Women diagnosed with cancer frequently have questions
regarding the effect of cancer therapy on their future reproductive
potential. Cancer therapies, including chemotherapy and radiation
therapy, may temporarily or permanently damage ovarian function,
thereby precluding the option of biologic motherhood. Surgery
involving the female reproductive organs can affect fertility
in various ways, depending on the particular organ involved. This
article describes the effects of cancer therapies on fertility
and explores the options currently available for preservation
of female fertility.
Surgical procedures that remove organs critical to female reproduction,
such as radical hysterectomy, bilateral oophorectomy (i.e., the
removal of both ovaries), and radical cystectomy in which the
ovaries and uterus are removed, will result in permanent infertility.
The removal of only a single ovary and its associated fallopian
tube, however, does not significantly affect fertility and allows
future pregnancy (Schilder et al., 2002). The removal of the uterus
but not the ovaries leaves the possibility of biologic motherhood
with the use of a surrogate gestational carrier—a woman
who carries the pregnancy to term for the biologic mother (Brinsden,
2003).
Infertility that arises following cancer treatment is the result
of ovarian damage. Typically, this is marked by amenorrhea, elevated
levels of folliclestimulating hormone (FSH), and low estrogen
levels (Molina, Barton, & Loprinzi, 2005). Infertility induced
by chemotherapy or radiation therapy is often referred to as ovarian
failure, and can be a subset of premature ovarian failure (POF).
The development of ovarian failure following chemotherapy or radiation
therapy is dependent on many factors, including patient age at
the time of treatment, the particular chemotherapy agent(s) used,
the location or “treatment port” of radiation, and
the total dose and duration of chemotherapy and/or radiation therapy.
Chemotherapy is the broad term used to describe
cancer treatment with any one or more of many different drugs.
Only some chemotherapeutic agents are known to result in infertility.
Not surprisingly, higher doses of the harmful agent are more likely
to result in toxic effects. Furthermore, combining different chemotherapy
agents that may induce infertility individually can potentiate
toxicity at a lower total dose. The class of drugs known as alkylating
agents has been most frequently implicated in reproductive system
compromise. Table 1 lists the chemotherapy agents known to affect
female fertility (Chabner & Longo, 2005).
Radiation therapy delivered near the ovaries may
result in permanent infertility. Radiation to the pelvis, abdomen,
or spine often includes the ovaries and uterus within the treatment
port. Damage to the uterus from radiation therapy can lead to
increased rates of miscarriage, premature labor, and low birth
weight infants (Critchley, Bath, & Wallace, 2002). Total-body
irradiation, which is sometimes used in preparation for a bone
marrow transplant, always affects the ovaries. In contrast, radiation
administered to areas above or well below the pelvis has no effect
on ovarian function. Similar to chemotherapy, sterilizing effects
of radiation treatment are dependent on dose, the fractionalization
schedule, and patient age at the time of treatment. Even with
low doses of radiation, women over 40 years of age at the time
of treatment may have permanent ovarian failure (Wallace, Thomson,
& Kelsey, 2003). Significantly higher doses are needed to
induce ovarian failure in younger women and girls. However, 37
of 38 young girls treated for an intra-abdominal tumor with moderate
doses of abdominal external radiotherapy developed ovarian failure
(Wallace, Shalet, Crowne, Morris Jones, & Gattamaneni, 1989).

────────────────

Pick up the text on cancer treatment and female fertility where it stops and continue writing it. The items that come next have nothing to do with the text on cancer treatment and female fertility.

────────────────

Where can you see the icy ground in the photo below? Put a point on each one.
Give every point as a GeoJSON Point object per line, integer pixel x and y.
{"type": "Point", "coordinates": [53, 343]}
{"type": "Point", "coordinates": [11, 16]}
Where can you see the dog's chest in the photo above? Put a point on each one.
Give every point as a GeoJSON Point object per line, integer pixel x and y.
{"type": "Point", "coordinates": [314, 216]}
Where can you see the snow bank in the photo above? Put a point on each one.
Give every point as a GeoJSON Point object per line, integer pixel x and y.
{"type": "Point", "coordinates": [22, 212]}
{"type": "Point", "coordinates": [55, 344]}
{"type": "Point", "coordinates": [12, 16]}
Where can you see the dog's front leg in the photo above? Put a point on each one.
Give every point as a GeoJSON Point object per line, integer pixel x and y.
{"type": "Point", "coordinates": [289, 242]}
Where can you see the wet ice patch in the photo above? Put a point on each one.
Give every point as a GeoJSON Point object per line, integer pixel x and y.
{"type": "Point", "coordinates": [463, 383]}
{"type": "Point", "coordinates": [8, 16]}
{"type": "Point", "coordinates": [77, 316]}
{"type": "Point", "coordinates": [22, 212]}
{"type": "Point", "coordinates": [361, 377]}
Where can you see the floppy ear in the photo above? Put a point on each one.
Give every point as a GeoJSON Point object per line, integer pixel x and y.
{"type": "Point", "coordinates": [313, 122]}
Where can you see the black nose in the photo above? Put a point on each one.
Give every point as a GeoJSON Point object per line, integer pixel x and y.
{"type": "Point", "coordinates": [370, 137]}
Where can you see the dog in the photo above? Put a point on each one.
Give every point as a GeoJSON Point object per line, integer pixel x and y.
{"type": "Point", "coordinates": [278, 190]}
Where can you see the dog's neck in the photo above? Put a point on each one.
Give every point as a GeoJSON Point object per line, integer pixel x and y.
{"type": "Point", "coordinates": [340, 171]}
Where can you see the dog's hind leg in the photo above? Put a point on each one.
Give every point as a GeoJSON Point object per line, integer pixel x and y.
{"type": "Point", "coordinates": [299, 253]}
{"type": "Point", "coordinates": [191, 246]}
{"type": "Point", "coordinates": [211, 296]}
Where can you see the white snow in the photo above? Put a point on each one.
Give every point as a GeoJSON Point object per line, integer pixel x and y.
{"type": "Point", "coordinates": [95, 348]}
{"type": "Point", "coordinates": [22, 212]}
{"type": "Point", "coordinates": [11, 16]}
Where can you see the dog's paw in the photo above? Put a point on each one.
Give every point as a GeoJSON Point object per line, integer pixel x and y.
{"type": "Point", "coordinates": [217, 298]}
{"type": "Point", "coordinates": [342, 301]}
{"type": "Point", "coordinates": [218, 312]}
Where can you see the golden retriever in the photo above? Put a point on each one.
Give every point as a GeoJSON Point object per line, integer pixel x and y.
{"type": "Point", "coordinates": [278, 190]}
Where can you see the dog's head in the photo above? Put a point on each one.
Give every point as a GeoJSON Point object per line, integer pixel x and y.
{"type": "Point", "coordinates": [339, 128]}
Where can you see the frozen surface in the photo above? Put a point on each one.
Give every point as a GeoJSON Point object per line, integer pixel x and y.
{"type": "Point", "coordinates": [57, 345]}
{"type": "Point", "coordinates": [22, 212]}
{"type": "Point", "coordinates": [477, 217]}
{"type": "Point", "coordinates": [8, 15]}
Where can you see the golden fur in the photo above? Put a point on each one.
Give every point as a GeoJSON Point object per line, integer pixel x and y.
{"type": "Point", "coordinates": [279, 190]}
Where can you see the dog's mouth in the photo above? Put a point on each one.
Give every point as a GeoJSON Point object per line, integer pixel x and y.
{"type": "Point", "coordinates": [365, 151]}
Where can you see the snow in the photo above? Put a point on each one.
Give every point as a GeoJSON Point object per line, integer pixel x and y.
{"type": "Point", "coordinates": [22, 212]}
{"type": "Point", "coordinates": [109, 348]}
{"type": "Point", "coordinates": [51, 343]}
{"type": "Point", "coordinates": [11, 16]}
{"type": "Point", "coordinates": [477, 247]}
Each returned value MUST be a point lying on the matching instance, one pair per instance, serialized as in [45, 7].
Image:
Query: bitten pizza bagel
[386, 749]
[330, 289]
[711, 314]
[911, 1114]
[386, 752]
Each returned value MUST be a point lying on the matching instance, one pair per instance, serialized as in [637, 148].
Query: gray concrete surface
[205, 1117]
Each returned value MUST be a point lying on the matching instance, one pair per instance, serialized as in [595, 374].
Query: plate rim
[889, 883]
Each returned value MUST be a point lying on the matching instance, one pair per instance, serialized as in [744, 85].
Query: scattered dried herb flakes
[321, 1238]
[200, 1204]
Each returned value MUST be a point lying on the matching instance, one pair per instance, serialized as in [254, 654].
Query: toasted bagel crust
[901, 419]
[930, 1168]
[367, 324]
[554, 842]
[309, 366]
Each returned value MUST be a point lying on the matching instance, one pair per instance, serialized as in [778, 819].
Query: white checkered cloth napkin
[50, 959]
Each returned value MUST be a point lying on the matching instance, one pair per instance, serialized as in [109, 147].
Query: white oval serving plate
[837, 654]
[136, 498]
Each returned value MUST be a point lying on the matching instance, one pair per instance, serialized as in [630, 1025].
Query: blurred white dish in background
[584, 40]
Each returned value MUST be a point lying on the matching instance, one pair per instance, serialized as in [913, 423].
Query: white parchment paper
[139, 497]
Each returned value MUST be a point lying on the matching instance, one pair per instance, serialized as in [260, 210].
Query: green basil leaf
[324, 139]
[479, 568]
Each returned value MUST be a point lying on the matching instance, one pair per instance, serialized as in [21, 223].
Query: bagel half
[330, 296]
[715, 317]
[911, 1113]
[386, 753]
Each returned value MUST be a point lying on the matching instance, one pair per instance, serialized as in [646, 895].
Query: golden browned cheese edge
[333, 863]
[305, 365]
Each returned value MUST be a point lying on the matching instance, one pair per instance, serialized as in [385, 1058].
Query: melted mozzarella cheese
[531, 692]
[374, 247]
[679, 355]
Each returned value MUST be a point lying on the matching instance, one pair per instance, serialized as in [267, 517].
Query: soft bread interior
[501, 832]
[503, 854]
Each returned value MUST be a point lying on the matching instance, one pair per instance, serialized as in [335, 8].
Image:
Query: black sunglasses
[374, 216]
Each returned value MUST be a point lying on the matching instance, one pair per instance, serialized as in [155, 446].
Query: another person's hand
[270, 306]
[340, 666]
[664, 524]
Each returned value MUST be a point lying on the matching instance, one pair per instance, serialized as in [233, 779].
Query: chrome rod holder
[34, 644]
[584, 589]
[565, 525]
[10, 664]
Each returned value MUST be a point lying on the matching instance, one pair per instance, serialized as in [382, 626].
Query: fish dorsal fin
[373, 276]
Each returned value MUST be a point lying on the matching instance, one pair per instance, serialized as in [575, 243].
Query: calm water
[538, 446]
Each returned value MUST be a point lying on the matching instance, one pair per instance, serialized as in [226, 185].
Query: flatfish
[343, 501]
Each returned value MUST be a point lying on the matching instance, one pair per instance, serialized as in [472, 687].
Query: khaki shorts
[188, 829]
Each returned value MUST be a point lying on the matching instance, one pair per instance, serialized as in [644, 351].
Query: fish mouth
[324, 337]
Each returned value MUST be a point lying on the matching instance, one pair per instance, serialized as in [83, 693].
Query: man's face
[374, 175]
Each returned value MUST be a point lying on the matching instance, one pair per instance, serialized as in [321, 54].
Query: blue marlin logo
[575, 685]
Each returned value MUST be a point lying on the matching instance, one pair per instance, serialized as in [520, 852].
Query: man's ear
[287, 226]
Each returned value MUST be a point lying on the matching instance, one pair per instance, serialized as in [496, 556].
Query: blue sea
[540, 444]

────────────────

§ Exercise output:
Specifically, 71% exhibited primary amenorrhea and the remainder
underwent POF at a median age of 23.5 years.
Previously, it was believed that prepuberty girls
are resistant to the damage of chemotherapy and radiation therapy,
because progression to puberty with the establishment of monthly
cycles and hormone levels often occurs normally following cancer
treatment. However, studies of longer duration and follow-ups
indicate that prepubertal ovaries are as sensitive to the toxic
effects of chemotherapy and radiation therapy as the ovaries of
older women and suffer damage and depletion of healthy oocytes
(i.e., eggs; Wallace et al., 2005). The apparent difference in
toxicity is attributed to the fact that younger ovaries have significantly
larger pools of oocytes. Therefore, a similar number of oocytes
may be damaged with each course of chemotherapy regardless of
patient age, but the larger reserve of available oocytes in younger
individuals delays the onset of ovarian failure until a later
time. For example, early onset menopause has been described in
women treated with chemotherapy for leukemia during childhood
(Byrne, 1999).
Women are born with their entire lifetime supply of oocytes, numbering
approximately 1 million and experience a continuous decline in
the total number throughout their lives. By the time a girl enters
puberty, only about 25% of her total oocyte pool remains—
approximately 300,000 (Gosden, 1995). Most women begin to exhibit
a significant decrease in fertility around the age of 37. At menopause,
which occurs at an average age of 51 years, virtually no oocytes
remain. The vast majority of oocytes within each ovary are immature
and are stored within small cysts called follicles. Oocytes must
undergo growth and maturation to become functional. Throughout
a woman’s lifetime, an excessive number of follicles and
oocytes are recruited to begin the growth and maturation process.
The large majority, however, do not reach full maturity; most
undergo spontaneous involution and disappear in a process called
atresia (i.e., degeneration). Only about 300 to 500 oocytes will
reach maturity during a woman’s lifetime (University of
Michigan, 2005).
Maturation of oocytes within the follicle typically
lasts about 14 days and can be divided into two distinct periods.
During the initial period many oocytes, perhaps thousands, begin
to develop and grow. The second phase of development is marked
by gonadal hormone stimulation and selection of one dominant follicle.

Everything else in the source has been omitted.